DIRECTIONS
Put every line of all the entries below into a numbered list, omitting blank lines. Leave the pictures out.

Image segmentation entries
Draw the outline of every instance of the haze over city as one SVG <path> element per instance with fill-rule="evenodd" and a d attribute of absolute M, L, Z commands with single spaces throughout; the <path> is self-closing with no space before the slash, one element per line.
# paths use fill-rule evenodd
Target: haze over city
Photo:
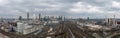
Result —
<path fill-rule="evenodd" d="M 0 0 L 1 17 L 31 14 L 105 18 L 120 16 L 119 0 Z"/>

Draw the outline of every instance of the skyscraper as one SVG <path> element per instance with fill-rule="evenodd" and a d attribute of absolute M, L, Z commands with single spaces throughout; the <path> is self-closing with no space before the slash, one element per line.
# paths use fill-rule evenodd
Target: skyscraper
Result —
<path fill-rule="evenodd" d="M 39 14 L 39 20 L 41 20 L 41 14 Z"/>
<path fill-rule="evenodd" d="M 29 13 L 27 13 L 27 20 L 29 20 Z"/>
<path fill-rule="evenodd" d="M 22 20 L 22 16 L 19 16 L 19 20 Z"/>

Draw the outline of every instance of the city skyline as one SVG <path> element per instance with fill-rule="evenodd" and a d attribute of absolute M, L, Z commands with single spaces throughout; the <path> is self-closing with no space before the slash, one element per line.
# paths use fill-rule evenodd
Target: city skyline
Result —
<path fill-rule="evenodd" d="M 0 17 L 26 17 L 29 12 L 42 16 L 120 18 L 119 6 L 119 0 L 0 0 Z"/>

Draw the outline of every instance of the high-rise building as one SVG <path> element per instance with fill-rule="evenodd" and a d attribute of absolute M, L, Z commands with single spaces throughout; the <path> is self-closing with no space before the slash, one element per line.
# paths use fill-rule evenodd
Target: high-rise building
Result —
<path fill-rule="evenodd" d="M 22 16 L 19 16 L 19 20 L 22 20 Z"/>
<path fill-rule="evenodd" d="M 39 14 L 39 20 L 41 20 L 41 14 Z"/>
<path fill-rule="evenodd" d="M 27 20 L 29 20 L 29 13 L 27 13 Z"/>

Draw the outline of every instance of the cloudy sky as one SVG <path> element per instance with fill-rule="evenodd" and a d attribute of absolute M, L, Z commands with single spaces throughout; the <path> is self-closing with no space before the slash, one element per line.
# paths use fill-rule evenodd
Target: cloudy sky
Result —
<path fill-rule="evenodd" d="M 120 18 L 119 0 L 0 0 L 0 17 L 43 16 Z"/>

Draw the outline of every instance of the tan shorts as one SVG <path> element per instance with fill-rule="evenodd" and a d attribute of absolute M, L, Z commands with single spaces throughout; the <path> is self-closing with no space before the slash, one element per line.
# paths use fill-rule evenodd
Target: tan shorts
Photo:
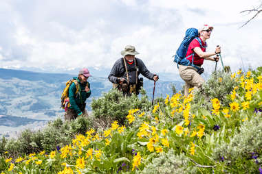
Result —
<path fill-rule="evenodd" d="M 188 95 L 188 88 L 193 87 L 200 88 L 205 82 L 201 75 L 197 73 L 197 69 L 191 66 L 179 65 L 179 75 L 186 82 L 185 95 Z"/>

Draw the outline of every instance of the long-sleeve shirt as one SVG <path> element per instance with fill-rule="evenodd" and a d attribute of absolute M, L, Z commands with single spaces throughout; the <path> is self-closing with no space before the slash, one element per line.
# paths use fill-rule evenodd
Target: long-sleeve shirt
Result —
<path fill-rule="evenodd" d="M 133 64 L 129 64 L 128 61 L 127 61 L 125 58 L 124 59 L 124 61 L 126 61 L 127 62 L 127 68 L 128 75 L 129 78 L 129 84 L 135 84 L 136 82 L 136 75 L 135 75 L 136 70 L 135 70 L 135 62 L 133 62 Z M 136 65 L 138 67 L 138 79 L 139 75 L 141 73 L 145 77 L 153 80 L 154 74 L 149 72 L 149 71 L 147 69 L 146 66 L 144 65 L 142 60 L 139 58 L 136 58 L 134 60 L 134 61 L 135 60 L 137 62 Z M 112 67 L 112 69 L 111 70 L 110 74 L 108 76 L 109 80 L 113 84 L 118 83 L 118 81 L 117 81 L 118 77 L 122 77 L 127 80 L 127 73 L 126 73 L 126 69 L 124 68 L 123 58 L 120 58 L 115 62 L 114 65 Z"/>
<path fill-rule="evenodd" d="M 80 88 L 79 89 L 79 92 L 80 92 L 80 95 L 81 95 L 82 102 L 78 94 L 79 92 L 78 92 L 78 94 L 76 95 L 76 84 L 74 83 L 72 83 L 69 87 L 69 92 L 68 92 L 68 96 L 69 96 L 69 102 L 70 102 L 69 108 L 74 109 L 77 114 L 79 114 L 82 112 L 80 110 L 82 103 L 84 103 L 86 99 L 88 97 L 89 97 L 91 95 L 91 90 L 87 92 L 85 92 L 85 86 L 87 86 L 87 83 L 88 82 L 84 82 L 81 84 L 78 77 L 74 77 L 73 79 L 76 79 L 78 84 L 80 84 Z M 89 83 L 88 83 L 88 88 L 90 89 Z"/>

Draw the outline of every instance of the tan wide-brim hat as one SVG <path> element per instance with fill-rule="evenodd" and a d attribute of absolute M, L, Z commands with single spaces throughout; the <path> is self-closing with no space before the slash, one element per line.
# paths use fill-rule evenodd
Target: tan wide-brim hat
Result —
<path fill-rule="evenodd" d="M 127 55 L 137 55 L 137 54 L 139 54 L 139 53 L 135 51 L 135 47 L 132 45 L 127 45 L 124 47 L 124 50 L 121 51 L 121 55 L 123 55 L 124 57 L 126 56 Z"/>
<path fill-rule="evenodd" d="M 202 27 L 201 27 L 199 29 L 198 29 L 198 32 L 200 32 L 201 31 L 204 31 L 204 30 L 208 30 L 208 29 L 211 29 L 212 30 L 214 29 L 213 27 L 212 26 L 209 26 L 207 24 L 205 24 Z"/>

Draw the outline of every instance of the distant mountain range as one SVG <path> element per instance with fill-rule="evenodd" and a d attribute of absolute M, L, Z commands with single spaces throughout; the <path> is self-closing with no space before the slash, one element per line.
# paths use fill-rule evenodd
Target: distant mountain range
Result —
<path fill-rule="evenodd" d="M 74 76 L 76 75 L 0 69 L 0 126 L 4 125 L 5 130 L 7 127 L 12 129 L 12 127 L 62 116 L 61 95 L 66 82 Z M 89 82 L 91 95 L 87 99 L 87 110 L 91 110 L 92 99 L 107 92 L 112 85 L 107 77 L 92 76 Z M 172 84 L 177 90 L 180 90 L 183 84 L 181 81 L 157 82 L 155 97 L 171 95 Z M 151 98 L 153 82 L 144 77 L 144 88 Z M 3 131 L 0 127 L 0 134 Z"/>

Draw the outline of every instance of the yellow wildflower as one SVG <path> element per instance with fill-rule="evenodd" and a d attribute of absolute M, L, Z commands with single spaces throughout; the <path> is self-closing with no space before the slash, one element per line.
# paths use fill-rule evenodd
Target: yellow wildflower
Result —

OUTPUT OF THE EXERCISE
1. Draw the outline of every instance of the haze over city as one SVG <path> element per instance with fill-rule="evenodd" and a d attribute of absolute M, L, Z commands with single spaces throughout; the <path> is self-closing with no space before the slash, one element per line.
2. # paths use fill-rule evenodd
3. Target: haze over city
4. Photo:
5. Result —
6. <path fill-rule="evenodd" d="M 0 0 L 1 17 L 31 14 L 105 18 L 120 16 L 119 0 Z"/>
7. Draw the outline of every instance of the skyscraper as one SVG <path> element per instance with fill-rule="evenodd" and a d attribute of absolute M, L, Z commands with single spaces throughout; the <path> is self-closing with no space before the slash, one element per line.
8. # paths use fill-rule evenodd
9. Target: skyscraper
10. Result —
11. <path fill-rule="evenodd" d="M 39 14 L 39 20 L 41 20 L 41 14 Z"/>
12. <path fill-rule="evenodd" d="M 29 13 L 27 13 L 27 20 L 29 20 Z"/>
13. <path fill-rule="evenodd" d="M 22 20 L 22 16 L 19 16 L 19 20 Z"/>
14. Draw the outline of every instance of the city skyline as one SVG <path> element per instance with fill-rule="evenodd" and a d attribute of absolute M, L, Z commands with single spaces throughout; the <path> is self-closing with no space before the slash, one element per line.
15. # paths use fill-rule evenodd
16. Target: city skyline
17. Result —
18. <path fill-rule="evenodd" d="M 0 17 L 26 17 L 29 12 L 42 16 L 120 18 L 119 6 L 119 0 L 0 0 Z"/>
19. Draw the outline of every instance of the high-rise building as one SVG <path> element per instance with fill-rule="evenodd" and a d attribute of absolute M, L, Z commands with single spaces throughout; the <path> is self-closing with no space before the slash, one element per line.
20. # paths use fill-rule evenodd
21. Target: high-rise building
22. Result —
23. <path fill-rule="evenodd" d="M 22 16 L 19 16 L 19 20 L 22 20 Z"/>
24. <path fill-rule="evenodd" d="M 39 14 L 39 20 L 41 20 L 41 14 Z"/>
25. <path fill-rule="evenodd" d="M 27 20 L 29 20 L 29 13 L 27 13 Z"/>
26. Draw the outline of every instance of the cloudy sky as one SVG <path> element per instance with fill-rule="evenodd" and a d attribute of absolute M, L, Z commands with single spaces throughout; the <path> is self-closing with no space before the slash, one element per line.
27. # paths use fill-rule evenodd
28. Target: cloudy sky
29. Result —
30. <path fill-rule="evenodd" d="M 120 18 L 119 0 L 0 0 L 0 17 L 43 16 Z"/>
31. Draw the outline of every instance of the tan shorts as one SVG <path> element per instance with fill-rule="evenodd" and a d attribute of absolute M, L, Z commands with single spaces throughout; the <path> is self-closing with no space before the slash, one element per line.
32. # paths use fill-rule evenodd
33. Target: tan shorts
34. Photo:
35. Result —
36. <path fill-rule="evenodd" d="M 188 95 L 188 88 L 193 87 L 200 88 L 205 82 L 201 75 L 197 73 L 197 69 L 191 66 L 179 65 L 179 75 L 186 82 L 185 95 Z"/>
37. Draw the outline of every instance of the long-sleeve shirt as one SVG <path> element per instance with fill-rule="evenodd" and a d attribute of absolute M, L, Z commands with single spaces throughout; the <path> is self-closing with no space before the slash, one element per line.
38. # paths use fill-rule evenodd
39. Target: long-sleeve shirt
40. Result —
41. <path fill-rule="evenodd" d="M 133 64 L 129 64 L 128 61 L 127 61 L 125 58 L 124 59 L 124 61 L 126 61 L 127 62 L 127 68 L 128 75 L 129 78 L 129 84 L 135 84 L 136 82 L 136 75 L 135 75 L 136 70 L 135 70 L 135 62 L 133 62 Z M 136 65 L 138 67 L 138 79 L 139 75 L 141 73 L 145 77 L 153 80 L 154 74 L 149 72 L 149 71 L 147 69 L 146 66 L 144 65 L 142 60 L 139 58 L 136 58 L 134 60 L 134 61 L 135 60 L 137 62 Z M 112 67 L 112 69 L 111 70 L 110 74 L 108 76 L 109 80 L 113 84 L 118 83 L 118 81 L 117 81 L 118 77 L 122 77 L 127 80 L 127 73 L 126 73 L 126 69 L 124 68 L 123 58 L 120 58 L 115 62 L 114 65 Z"/>
42. <path fill-rule="evenodd" d="M 80 88 L 79 89 L 79 92 L 80 92 L 80 95 L 81 95 L 82 102 L 78 94 L 79 92 L 78 92 L 78 94 L 76 95 L 76 84 L 74 83 L 72 83 L 69 87 L 69 92 L 68 92 L 68 96 L 69 96 L 69 102 L 70 102 L 69 108 L 74 109 L 77 114 L 79 114 L 82 112 L 80 110 L 82 103 L 84 103 L 86 99 L 88 97 L 89 97 L 91 95 L 91 90 L 87 92 L 85 92 L 85 86 L 87 86 L 87 83 L 88 82 L 84 82 L 81 84 L 78 77 L 74 77 L 73 79 L 76 79 L 78 84 L 80 84 Z M 89 83 L 88 83 L 88 88 L 90 89 Z"/>
43. Draw the outline of every instance of the tan wide-brim hat as one SVG <path> element per instance with fill-rule="evenodd" and a d attribute of absolute M, L, Z commands with single spaces throughout; the <path> is self-closing with no space before the slash, one element per line.
44. # paths use fill-rule evenodd
45. Target: tan wide-brim hat
46. Result —
47. <path fill-rule="evenodd" d="M 127 55 L 137 55 L 137 54 L 139 54 L 139 53 L 135 51 L 135 47 L 132 45 L 127 45 L 124 47 L 124 50 L 121 51 L 121 55 L 123 55 L 124 57 L 126 56 Z"/>
48. <path fill-rule="evenodd" d="M 202 27 L 201 27 L 199 29 L 198 29 L 198 32 L 200 32 L 201 31 L 204 31 L 204 30 L 208 30 L 208 29 L 211 29 L 212 30 L 214 29 L 213 27 L 212 26 L 209 26 L 207 24 L 205 24 Z"/>
49. Draw the outline of every instance of the distant mountain range as one SVG <path> element per instance with fill-rule="evenodd" and a d attribute of absolute M, L, Z commands with single spaces throughout; the <path> is self-closing with no space before the slash, one element per line.
50. # paths use fill-rule evenodd
51. Target: distant mountain range
52. Result —
53. <path fill-rule="evenodd" d="M 74 76 L 76 75 L 0 69 L 0 126 L 4 125 L 5 130 L 7 127 L 12 129 L 12 127 L 62 116 L 61 95 L 66 82 Z M 89 82 L 91 95 L 87 99 L 87 110 L 91 110 L 92 99 L 107 92 L 112 85 L 107 77 L 92 76 Z M 172 84 L 177 90 L 180 90 L 183 84 L 181 81 L 157 82 L 155 97 L 171 95 Z M 151 98 L 153 82 L 144 77 L 144 88 Z M 3 131 L 0 127 L 0 134 Z"/>
54. Draw the outline of every instance of the yellow wildflower as one SVG <path> element per instance with fill-rule="evenodd" and a d attribute of absolute M, L, Z commands with single spaces throughout; the <path> is self-closing with no space before the slash, one element per line.
55. # paths use fill-rule evenodd
56. Target: yellow wildflower
57. Result —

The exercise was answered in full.